* Data lines *
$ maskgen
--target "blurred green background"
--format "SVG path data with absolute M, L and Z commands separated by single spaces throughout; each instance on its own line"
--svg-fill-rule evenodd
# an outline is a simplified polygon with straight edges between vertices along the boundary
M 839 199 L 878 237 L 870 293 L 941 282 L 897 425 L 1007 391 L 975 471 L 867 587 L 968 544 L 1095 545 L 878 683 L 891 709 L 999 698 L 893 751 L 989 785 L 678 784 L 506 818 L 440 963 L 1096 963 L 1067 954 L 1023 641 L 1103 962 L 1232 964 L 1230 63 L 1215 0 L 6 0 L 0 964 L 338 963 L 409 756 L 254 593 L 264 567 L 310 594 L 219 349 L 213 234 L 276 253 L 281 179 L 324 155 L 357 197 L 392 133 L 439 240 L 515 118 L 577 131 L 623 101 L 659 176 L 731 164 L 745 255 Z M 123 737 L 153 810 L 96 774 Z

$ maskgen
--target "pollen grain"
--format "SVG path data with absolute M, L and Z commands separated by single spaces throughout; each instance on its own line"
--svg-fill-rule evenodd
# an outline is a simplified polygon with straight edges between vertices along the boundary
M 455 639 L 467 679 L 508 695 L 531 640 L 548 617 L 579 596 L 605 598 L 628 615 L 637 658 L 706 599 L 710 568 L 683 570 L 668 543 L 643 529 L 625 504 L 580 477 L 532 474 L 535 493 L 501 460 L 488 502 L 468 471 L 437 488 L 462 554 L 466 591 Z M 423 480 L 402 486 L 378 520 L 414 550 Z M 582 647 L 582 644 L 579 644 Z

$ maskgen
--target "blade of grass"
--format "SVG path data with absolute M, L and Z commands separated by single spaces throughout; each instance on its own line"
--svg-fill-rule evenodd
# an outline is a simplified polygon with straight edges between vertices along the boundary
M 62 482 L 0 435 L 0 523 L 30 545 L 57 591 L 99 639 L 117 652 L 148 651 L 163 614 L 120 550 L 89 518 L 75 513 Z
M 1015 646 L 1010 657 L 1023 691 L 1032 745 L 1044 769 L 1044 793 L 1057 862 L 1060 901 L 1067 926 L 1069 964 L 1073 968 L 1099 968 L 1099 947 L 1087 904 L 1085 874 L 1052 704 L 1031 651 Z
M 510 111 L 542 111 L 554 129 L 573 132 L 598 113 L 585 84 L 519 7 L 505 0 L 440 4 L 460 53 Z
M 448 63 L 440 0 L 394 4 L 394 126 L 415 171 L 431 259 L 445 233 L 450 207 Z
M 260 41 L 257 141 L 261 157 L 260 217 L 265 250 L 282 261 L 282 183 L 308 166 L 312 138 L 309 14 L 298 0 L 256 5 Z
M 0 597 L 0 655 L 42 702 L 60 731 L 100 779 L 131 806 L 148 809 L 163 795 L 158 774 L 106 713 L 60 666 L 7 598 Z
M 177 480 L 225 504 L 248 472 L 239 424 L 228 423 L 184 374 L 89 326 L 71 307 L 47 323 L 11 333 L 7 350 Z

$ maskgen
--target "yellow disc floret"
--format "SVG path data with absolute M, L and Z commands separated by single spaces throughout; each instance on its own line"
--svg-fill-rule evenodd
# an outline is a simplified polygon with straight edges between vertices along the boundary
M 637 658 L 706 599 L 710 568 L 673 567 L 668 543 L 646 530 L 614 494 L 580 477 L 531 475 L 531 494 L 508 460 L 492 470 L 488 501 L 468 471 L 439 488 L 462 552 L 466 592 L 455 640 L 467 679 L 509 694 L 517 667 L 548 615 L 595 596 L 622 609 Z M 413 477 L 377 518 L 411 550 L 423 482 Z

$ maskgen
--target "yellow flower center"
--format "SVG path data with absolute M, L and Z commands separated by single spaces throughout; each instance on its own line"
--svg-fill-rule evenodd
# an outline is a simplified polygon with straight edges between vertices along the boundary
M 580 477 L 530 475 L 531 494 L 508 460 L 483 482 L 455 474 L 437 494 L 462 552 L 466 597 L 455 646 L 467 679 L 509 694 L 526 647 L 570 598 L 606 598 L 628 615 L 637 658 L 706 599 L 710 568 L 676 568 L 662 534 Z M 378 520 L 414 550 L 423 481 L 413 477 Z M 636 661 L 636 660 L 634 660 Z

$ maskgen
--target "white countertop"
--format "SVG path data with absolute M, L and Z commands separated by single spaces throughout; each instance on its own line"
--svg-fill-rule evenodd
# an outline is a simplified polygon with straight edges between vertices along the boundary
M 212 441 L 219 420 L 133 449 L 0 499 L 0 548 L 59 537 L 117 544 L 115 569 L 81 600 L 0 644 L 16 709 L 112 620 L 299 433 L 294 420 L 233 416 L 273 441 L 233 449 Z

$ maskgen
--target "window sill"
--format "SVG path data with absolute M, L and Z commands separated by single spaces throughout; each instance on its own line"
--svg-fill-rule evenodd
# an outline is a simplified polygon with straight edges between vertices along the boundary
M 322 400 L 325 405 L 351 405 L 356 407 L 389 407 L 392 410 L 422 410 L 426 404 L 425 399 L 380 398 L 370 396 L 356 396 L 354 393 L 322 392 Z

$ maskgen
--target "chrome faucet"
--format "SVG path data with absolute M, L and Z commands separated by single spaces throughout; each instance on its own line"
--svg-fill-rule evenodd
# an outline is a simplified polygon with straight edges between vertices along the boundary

* What the task requires *
Return all of the entries exactly as they were supplied.

* Solved problem *
$ maskgen
--target "blurred green background"
--format "SVG path data with absolute M, L and Z commands separated by single spaces throughout; each instance on its own line"
--svg-fill-rule evenodd
# an outline is a simplified polygon with straight edges between vertices along the boundary
M 839 199 L 878 237 L 870 293 L 941 282 L 897 425 L 1007 391 L 975 471 L 867 587 L 968 544 L 1095 545 L 878 683 L 891 709 L 999 698 L 893 751 L 989 785 L 678 784 L 506 818 L 440 963 L 1096 963 L 1067 954 L 1023 641 L 1103 962 L 1232 964 L 1230 63 L 1215 0 L 6 0 L 0 964 L 338 963 L 409 756 L 254 593 L 264 567 L 310 594 L 219 349 L 213 234 L 276 253 L 281 179 L 324 155 L 357 197 L 392 133 L 439 240 L 515 118 L 577 131 L 623 101 L 659 176 L 731 164 L 745 255 Z M 123 737 L 153 810 L 96 774 Z

$ maskgen
--target "pollen grain"
--format "SVG path data with absolute M, L and Z commands separated by single spaces throughout; each instance on its own line"
--svg-fill-rule evenodd
# an outline is a simplified polygon with straight edges between vertices along the boundary
M 455 639 L 467 679 L 508 695 L 531 640 L 548 617 L 579 596 L 605 598 L 628 615 L 637 658 L 706 599 L 710 568 L 683 570 L 668 543 L 643 529 L 625 504 L 580 477 L 532 474 L 535 493 L 501 460 L 488 502 L 468 471 L 437 488 L 462 554 L 466 591 Z M 423 480 L 402 486 L 378 520 L 414 550 Z M 582 647 L 582 644 L 579 644 Z

$ maskgen
--target "blade of grass"
--format "SVG path data with absolute M, L and Z commands separated by single spaces throughout; each instance on its own line"
--svg-fill-rule evenodd
# an outline is a simplified polygon with straight edges between vertices along the boundary
M 62 482 L 0 435 L 0 523 L 30 545 L 57 591 L 99 639 L 117 652 L 148 651 L 163 614 L 120 550 L 89 518 L 75 513 Z
M 1015 646 L 1010 657 L 1023 691 L 1032 745 L 1044 769 L 1044 793 L 1057 862 L 1060 901 L 1067 926 L 1069 964 L 1073 968 L 1099 968 L 1099 947 L 1087 904 L 1085 874 L 1052 704 L 1031 651 Z
M 510 111 L 542 111 L 554 129 L 573 132 L 598 113 L 585 84 L 519 7 L 505 0 L 440 4 L 460 53 Z
M 448 63 L 440 0 L 394 4 L 394 126 L 415 171 L 431 259 L 445 233 L 450 207 Z
M 260 41 L 257 141 L 261 157 L 260 217 L 265 250 L 282 261 L 282 183 L 308 166 L 312 138 L 309 14 L 298 0 L 256 5 Z
M 0 597 L 0 655 L 42 702 L 60 731 L 100 779 L 131 806 L 148 809 L 163 795 L 158 774 L 106 713 L 60 666 L 7 598 Z
M 177 480 L 225 504 L 248 472 L 239 424 L 228 423 L 184 374 L 89 326 L 71 307 L 47 323 L 11 333 L 7 350 Z

$ maskgen
--target "yellow disc floret"
--format "SVG path data with absolute M, L and Z commands separated by single spaces throughout; each instance on its own line"
--svg-fill-rule evenodd
# an outline is a simplified polygon with straight edges between vertices along the boundary
M 637 658 L 706 599 L 710 568 L 673 567 L 668 543 L 646 530 L 614 494 L 580 477 L 531 475 L 531 494 L 508 460 L 492 470 L 488 501 L 468 471 L 439 488 L 462 552 L 466 592 L 455 640 L 467 679 L 509 694 L 517 667 L 548 615 L 595 596 L 622 609 Z M 413 477 L 377 518 L 411 550 L 423 482 Z

$ maskgen
--target "yellow flower center"
--format "SVG path data with absolute M, L and Z commands separated by single spaces throughout; each instance on its own line"
--svg-fill-rule evenodd
# an outline is a simplified polygon with straight edges between vertices along the boundary
M 580 477 L 530 475 L 531 494 L 508 460 L 483 482 L 455 474 L 437 494 L 462 552 L 466 597 L 455 646 L 467 679 L 509 694 L 526 647 L 570 598 L 606 598 L 628 615 L 637 658 L 706 599 L 710 568 L 676 568 L 662 534 Z M 378 520 L 414 550 L 423 481 L 413 477 Z M 636 661 L 636 660 L 634 660 Z

$ maskgen
--target "white countertop"
--format "SVG path data with absolute M, L and Z commands separated by single spaces throughout; each instance on its own line"
--svg-fill-rule evenodd
# an outline is a simplified polygon with straight edges between vertices along the boundary
M 212 441 L 219 420 L 133 449 L 0 499 L 0 548 L 59 537 L 117 544 L 115 569 L 81 600 L 0 644 L 16 709 L 112 620 L 299 433 L 294 420 L 233 416 L 273 441 L 233 449 Z

$ maskgen
--target "window sill"
--format "SVG path data with absolute M, L and Z commands separated by single spaces throughout; each instance on its own line"
--svg-fill-rule evenodd
# an outline is a simplified polygon with straight edges between vertices along the boundary
M 322 400 L 325 405 L 351 405 L 356 407 L 389 407 L 392 410 L 422 410 L 426 404 L 425 399 L 380 398 L 370 396 L 356 396 L 354 393 L 322 392 Z

$ maskgen
--target "chrome faucet"
--format "SVG path data with absolute M, L and Z commands separated by single spaces throughout; each instance on its own line"
--svg-fill-rule evenodd
# an outline is a simplified polygon with straight edges between vertices along the boundary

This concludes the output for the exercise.